**Challenge**
Copy the rows starting at the line that contains "Final verification step: confirm the presence of bike's rear" and ending at the line that contains "[276,239,314,344]", changing "rear wheel" to "back wheel" and keeping everything else the same.

----- Given data

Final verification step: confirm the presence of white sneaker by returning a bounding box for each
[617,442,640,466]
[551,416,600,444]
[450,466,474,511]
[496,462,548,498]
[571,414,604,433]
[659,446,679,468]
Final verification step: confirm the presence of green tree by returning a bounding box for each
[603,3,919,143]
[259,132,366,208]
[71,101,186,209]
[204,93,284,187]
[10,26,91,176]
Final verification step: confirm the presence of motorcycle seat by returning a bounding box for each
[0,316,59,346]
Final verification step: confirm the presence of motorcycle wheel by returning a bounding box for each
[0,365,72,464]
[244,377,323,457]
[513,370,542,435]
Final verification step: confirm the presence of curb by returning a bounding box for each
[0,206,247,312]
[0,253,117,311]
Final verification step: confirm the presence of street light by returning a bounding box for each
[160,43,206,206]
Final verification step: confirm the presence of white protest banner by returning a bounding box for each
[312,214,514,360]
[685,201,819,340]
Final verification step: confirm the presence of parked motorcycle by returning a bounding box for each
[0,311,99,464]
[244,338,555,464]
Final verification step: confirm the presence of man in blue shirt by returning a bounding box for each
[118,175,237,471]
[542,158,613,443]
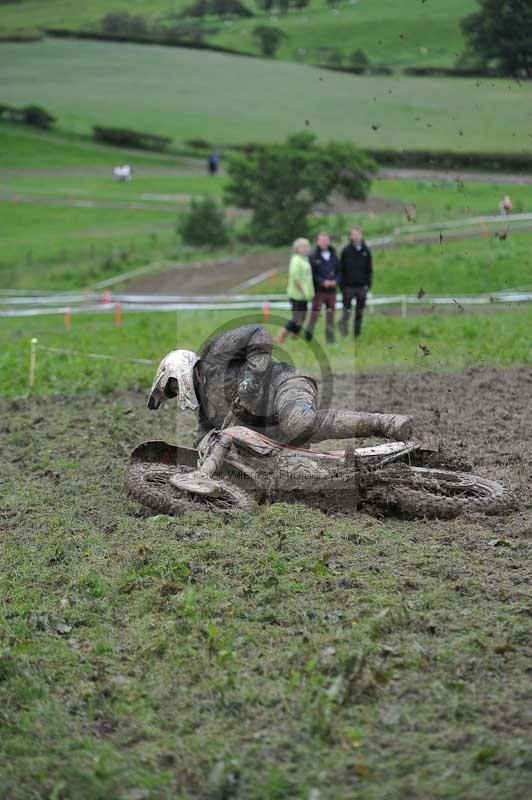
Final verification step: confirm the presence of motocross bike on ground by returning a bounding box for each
[125,410,511,519]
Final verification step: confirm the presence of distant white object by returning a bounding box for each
[113,164,133,181]
[499,194,512,214]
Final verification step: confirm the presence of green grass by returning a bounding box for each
[0,121,184,169]
[0,203,179,289]
[0,40,532,152]
[371,177,532,225]
[0,309,532,397]
[0,168,226,203]
[1,0,476,67]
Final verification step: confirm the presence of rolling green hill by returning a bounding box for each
[0,39,532,152]
[0,0,475,67]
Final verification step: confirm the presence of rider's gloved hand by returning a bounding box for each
[238,377,260,409]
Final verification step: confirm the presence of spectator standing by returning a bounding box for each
[338,225,373,336]
[275,239,314,344]
[305,233,340,343]
[499,194,512,215]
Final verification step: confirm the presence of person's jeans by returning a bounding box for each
[307,290,336,333]
[285,298,307,334]
[339,286,368,336]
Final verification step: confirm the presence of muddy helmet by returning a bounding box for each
[148,350,199,410]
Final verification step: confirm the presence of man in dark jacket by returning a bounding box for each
[305,233,340,342]
[148,325,412,444]
[339,225,373,336]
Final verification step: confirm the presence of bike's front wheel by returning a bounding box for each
[367,465,512,519]
[124,461,255,516]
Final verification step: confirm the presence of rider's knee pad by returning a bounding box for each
[279,400,316,441]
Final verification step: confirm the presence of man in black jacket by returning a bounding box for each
[339,225,373,336]
[305,233,340,342]
[148,325,412,444]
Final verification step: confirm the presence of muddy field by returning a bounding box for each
[0,369,532,800]
[4,369,532,536]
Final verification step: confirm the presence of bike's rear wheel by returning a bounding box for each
[124,461,255,516]
[368,465,512,519]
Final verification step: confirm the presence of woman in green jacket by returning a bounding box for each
[276,239,314,344]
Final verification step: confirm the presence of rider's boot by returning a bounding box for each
[311,409,414,442]
[275,328,288,344]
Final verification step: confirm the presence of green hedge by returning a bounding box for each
[366,150,532,172]
[92,125,172,151]
[45,28,258,58]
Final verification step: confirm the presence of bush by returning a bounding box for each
[349,49,370,75]
[227,132,377,245]
[92,125,172,151]
[177,197,229,247]
[101,11,148,36]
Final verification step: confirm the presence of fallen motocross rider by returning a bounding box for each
[124,325,511,518]
[148,325,413,445]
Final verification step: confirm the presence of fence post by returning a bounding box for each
[30,339,38,389]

----------

**Exercise answer**
Final verification step: confirm the presence of bike's back wheel by returning a bounding box for each
[124,461,255,516]
[368,465,512,519]
Final verification step: confirm the presence of woman in green jacket by returning a bounding box for each
[276,239,314,344]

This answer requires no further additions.